TASKS FOR THIS EXERCISE:
1 - Reproduce the section of the blog post about Mabel's pink eye, starting with "I'm sure you" and going on through "than I liked.".
2 - List every day of the week named in the blog post about Mabel's pink eye.
3 - Carry the blog post about Mabel's pink eye forward from its final sentence.

SUPPLIED TEXT:
:::

I'm sure you can see where this is going. (See. Heh.) After blogging about it, I did a modicum of tidying on the counter contents, including bringing the eye drops upstairs and stashing them in my medicine cabinet. That probably happened on Thursday. On Thursday night, Mabel slept until 11.00 instead of the usual 10.00 for her first post-bedtime wake. I jokingly wondered if she was coming down with something. On Friday afternoon, Mabel seemed somewhat moist around the eyes, and she sneezed a few more times than I liked.
On Saturday morning, Mabel's nose was streaming liberally, and her left eye was bright pink. Damn you, blog, I thought, if only I hadn't taken that stuff upstairs, I clearly wouldn't have had to bring it down again. Since I had it to hand, I decided to dispense with such formalities as doctors and diagnoses and cut straight to the chase. (I'm something of an expert in pink eye at this stage.) Mabel was not impressed with eye drops. In fact, eye drops are right at the top of the list of things Mabel hates with the passion of a thousand firey suns. It took two of us holding her down, and I still barely managed to pry her eye open enough to drip a drop in. Mostly over the past couple of days I've been dripping on to a tightly shut eyelid and hoping some goes in when she finally opens up to see if I've gone away. They need to invent some better mechanism for this stuff.

:::

DATASET:
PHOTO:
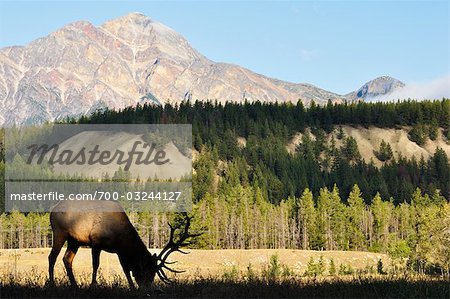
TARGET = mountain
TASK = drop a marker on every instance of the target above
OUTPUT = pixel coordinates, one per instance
(80, 68)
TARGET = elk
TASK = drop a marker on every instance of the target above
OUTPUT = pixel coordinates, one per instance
(104, 225)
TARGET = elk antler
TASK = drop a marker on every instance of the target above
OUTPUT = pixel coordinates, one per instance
(173, 246)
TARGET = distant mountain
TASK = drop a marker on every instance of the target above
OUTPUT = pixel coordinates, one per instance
(128, 60)
(376, 87)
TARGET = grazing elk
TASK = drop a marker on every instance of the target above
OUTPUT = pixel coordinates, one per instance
(104, 225)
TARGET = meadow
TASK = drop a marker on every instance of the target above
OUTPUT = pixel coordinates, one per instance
(227, 273)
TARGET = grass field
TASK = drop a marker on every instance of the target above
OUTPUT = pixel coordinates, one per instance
(219, 274)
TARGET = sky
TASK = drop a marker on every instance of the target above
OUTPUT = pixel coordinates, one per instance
(336, 45)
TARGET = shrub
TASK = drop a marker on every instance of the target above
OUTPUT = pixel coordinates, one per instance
(231, 275)
(332, 269)
(385, 152)
(417, 134)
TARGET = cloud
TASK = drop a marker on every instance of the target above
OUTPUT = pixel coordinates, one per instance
(307, 55)
(436, 89)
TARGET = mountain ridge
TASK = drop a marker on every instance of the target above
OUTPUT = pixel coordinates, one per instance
(124, 61)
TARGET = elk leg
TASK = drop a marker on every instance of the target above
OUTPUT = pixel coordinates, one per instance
(127, 271)
(58, 242)
(95, 264)
(72, 248)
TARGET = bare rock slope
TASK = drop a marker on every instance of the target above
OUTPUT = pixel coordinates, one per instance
(131, 59)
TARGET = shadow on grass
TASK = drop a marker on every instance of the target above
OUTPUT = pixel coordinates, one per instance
(212, 288)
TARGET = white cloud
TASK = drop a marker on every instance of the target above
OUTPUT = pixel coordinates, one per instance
(436, 89)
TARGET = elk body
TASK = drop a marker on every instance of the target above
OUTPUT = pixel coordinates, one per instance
(104, 225)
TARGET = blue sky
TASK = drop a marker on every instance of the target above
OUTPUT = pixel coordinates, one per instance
(335, 45)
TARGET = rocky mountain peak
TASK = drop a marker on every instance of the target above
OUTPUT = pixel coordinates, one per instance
(379, 86)
(128, 60)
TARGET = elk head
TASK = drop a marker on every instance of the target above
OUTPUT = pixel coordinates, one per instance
(159, 262)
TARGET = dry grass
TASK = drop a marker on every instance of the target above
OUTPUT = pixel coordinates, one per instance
(216, 274)
(198, 262)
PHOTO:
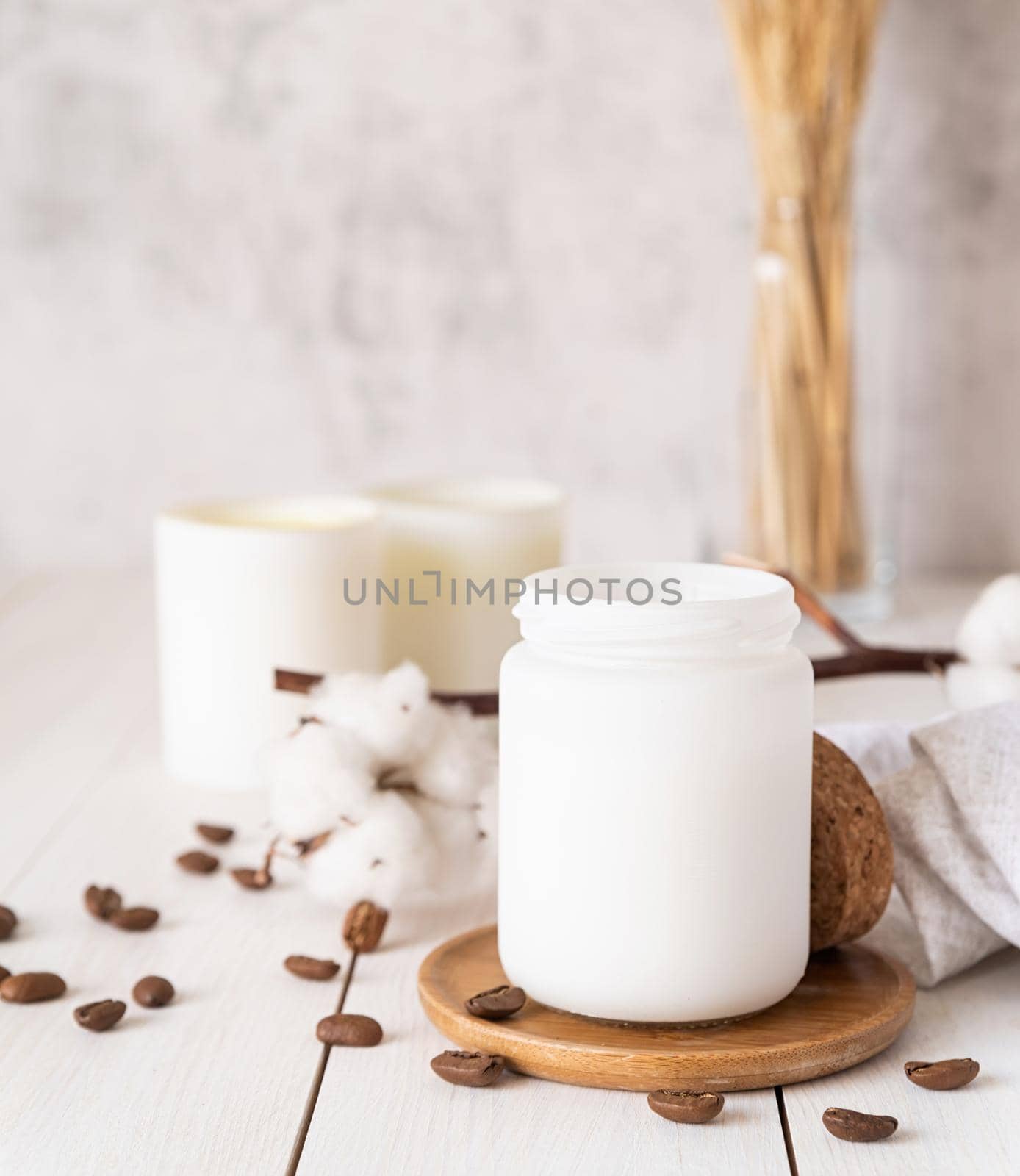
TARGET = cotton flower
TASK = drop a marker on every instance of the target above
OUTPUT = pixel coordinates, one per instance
(988, 641)
(316, 778)
(990, 633)
(331, 784)
(459, 761)
(390, 714)
(384, 856)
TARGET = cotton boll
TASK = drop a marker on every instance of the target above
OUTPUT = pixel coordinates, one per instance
(316, 776)
(384, 856)
(990, 633)
(980, 686)
(389, 713)
(464, 864)
(459, 761)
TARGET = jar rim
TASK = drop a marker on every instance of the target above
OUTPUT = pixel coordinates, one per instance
(680, 609)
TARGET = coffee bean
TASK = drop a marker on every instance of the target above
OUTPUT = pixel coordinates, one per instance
(100, 1015)
(251, 879)
(363, 926)
(219, 834)
(29, 987)
(101, 901)
(153, 992)
(947, 1075)
(496, 1003)
(8, 921)
(309, 968)
(348, 1029)
(134, 919)
(686, 1105)
(855, 1127)
(198, 861)
(464, 1069)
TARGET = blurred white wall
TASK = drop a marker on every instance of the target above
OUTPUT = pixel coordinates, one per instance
(256, 245)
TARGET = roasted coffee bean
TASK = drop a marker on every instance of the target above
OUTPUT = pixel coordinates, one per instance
(309, 968)
(153, 992)
(348, 1029)
(8, 921)
(100, 1015)
(496, 1003)
(855, 1127)
(947, 1075)
(29, 987)
(134, 919)
(686, 1105)
(101, 901)
(219, 834)
(198, 861)
(363, 926)
(252, 879)
(464, 1069)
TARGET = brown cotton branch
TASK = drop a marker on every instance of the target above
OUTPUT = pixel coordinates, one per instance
(861, 656)
(295, 681)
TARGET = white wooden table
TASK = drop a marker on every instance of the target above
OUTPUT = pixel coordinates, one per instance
(218, 1082)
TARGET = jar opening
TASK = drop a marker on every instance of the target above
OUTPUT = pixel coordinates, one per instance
(657, 609)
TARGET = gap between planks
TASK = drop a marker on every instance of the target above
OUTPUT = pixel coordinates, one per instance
(316, 1082)
(788, 1135)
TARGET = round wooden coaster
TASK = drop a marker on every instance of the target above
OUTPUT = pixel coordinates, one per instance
(851, 1005)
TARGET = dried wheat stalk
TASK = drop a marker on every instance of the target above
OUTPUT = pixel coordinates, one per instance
(802, 68)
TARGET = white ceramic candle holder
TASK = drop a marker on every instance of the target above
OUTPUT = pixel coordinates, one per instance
(441, 534)
(243, 588)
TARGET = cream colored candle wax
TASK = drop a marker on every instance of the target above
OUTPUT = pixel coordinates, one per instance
(243, 588)
(439, 537)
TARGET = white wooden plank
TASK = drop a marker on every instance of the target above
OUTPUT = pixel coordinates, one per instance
(941, 1133)
(214, 1083)
(76, 675)
(384, 1111)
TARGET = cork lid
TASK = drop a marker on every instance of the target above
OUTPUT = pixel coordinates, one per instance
(851, 850)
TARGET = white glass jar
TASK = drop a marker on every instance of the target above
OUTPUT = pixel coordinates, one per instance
(655, 793)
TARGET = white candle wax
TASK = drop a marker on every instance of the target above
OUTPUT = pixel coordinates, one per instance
(241, 589)
(490, 529)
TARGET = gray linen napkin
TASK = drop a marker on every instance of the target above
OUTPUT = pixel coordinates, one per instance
(951, 794)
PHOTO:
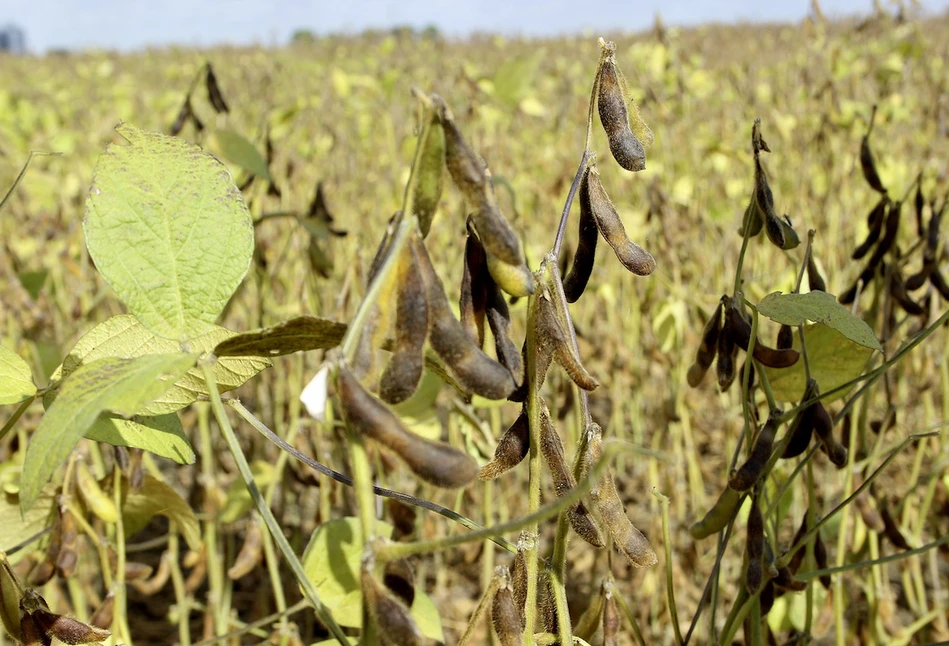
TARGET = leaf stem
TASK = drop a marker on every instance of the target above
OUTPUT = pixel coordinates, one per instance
(309, 590)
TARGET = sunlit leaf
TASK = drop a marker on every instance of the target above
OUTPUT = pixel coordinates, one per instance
(159, 434)
(819, 307)
(16, 380)
(122, 386)
(238, 150)
(157, 498)
(834, 360)
(123, 336)
(168, 230)
(299, 334)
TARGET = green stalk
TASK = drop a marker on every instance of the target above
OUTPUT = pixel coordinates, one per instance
(309, 590)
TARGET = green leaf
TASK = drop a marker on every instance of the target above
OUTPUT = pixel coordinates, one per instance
(238, 498)
(168, 230)
(156, 498)
(235, 148)
(333, 556)
(299, 334)
(15, 527)
(122, 386)
(160, 434)
(834, 360)
(16, 380)
(123, 336)
(819, 307)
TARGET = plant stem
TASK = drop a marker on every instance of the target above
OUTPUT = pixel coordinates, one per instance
(309, 590)
(611, 448)
(346, 480)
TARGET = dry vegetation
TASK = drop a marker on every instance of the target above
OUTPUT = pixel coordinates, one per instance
(339, 112)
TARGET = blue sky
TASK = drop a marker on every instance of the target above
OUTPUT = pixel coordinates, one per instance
(133, 24)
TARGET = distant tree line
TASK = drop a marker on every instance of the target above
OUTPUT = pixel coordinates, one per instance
(12, 39)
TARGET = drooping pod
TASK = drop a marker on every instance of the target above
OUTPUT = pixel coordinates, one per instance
(636, 259)
(802, 427)
(428, 174)
(551, 333)
(866, 159)
(505, 616)
(404, 370)
(394, 622)
(718, 516)
(630, 542)
(585, 257)
(752, 469)
(705, 355)
(754, 547)
(551, 447)
(473, 370)
(824, 429)
(611, 102)
(740, 329)
(471, 176)
(512, 448)
(437, 463)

:::

ANSWERS BY ITEM NUMBER:
1 -
I'm sure you can see where this is going. (See. Heh.) After blogging about it, I did a modicum of tidying on the counter contents, including bringing the eye drops upstairs and stashing them in my medicine cabinet. That probably happened on Thursday. On Thursday night, Mabel slept until 11.00 instead of the usual 10.00 for her first post-bedtime wake. I jokingly wondered if she was coming down with something. On Friday afternoon, Mabel seemed somewhat moist around the eyes, and she sneezed a few more times than I liked.

2 - Thursday, Friday, Saturday

3 -
So Saturday evening was supposed to be a Moms' Night Out. She had a good nap and seemed in happy enough form that night - we'd even gone out to eat, at somewhere kid-friendly but still with real wait-staff and menus that are not on the wall behind a counter, and it had gone much much better than the last time - so I thought I'd risk it. She was asleep at 8.20, and I told B that if she woke before 9.30, he could call me. Otherwise, I'd leave at ten. (The venue was five minutes' drive from home.)
The local local, if I can call it that, is a clattery cafe by day, albeit with some impressive Middle-Eastern cuisine on the menu, and a hopping joint by weekend night. I was sent from the brightly-lit safety of the outer counter, where falafel and baklava reside beside apple pie and coffee, back to the bar to order my drink, and the dimmed lights and loud live music (live! music!) were an enormous shock to my system. For a moment, I couldn't really remember how to function in this night-time environment. I felt there was probably a huge flashing sign over my head saying "Out of Practice" - or maybe I just wanted there to be, so that if I suddenly lost all control and started wibbling manically, everyone would understand. Fortunately, I didn't have to fight my way through hordes of drunken rugby supporters or defend myself from the advances of smitten gigolos, and it was a fairly simple process to order a drink, pay for a drink, and remember to leave a tip on the bar.
I returned to our outside table victorious, and relieved to be back in the fading daylight, and we all discussed how we felt like saying, "But I have a baaay-beeee" to excuse ourselves in such situations. (I don't know. Maybe they were just claiming they felt that way too to make me feel better.)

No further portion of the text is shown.